Directions for this task - Please reproduce word for word the passage of the article on the wartime hospital huts that starts with "The corrugated iron-clad" and goes on through "behind battery-operated tractors.".

Document extract -
Patients at world-renowned hospital treated in World War Two huts, earmarked for demolition 50 years ago

Child cancer patients are forced to endure open-air rides to the operating theatre because of a funding crisis at a world-renowned hospital.

Credit: ITV News

Patients at the Royal National Orthapaedic Hospital are treated in World War Two huts which should have been demolished 50 years ago.

Managers at the RNOH at Stanmore in Middlesex say conditions have become critical after years of delays to a planned £250m facelift.

Credit: ITV News

The hospital specialises in the treatment of patients with spinal injuries and children with bone cancer.

A draughty open-air corridor links the children's ward with the operating theatres.

The corrugated iron-clad WW2 wards are connected by a sloping corridor with a 10% incline. Bed-ridden patients are towed up and down behind battery-operated tractors.

Credit: ITV News

A lot of it's wartime infrastructure put up that should have lasted 10-15 years and here we are 70 years later. There are times when we have power cuts, we have failures in our estate and we have to tone down the level of patient care. The staff are heroes working in conditions like this. We're not a local hospital with an A&E department so the attention paid to us over the years and the criticality of the problem has not been as great perhaps as some other hospitals.

Extracted entries -
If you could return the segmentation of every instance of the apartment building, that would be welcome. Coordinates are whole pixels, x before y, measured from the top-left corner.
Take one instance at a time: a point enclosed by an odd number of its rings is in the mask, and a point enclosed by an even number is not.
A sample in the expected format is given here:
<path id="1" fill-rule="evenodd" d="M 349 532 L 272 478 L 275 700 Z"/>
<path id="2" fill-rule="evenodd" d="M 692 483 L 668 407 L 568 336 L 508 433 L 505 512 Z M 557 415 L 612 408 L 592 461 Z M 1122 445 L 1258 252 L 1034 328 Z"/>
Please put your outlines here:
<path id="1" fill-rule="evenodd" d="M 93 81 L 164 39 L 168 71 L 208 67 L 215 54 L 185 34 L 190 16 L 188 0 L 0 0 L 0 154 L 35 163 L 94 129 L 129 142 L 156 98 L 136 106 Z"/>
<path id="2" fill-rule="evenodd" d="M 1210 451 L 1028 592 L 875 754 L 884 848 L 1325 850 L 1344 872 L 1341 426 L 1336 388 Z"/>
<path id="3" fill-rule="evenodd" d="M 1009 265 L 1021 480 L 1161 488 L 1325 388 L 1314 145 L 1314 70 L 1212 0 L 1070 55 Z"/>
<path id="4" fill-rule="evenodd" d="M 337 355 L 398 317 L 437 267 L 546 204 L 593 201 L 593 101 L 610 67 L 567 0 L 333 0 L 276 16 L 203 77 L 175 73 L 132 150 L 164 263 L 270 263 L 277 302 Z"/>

Completed exercise -
The corrugated iron-clad WW2 wards are connected by a sloping corridor with a 10% incline. Bed-ridden patients are towed up and down behind battery-operated tractors.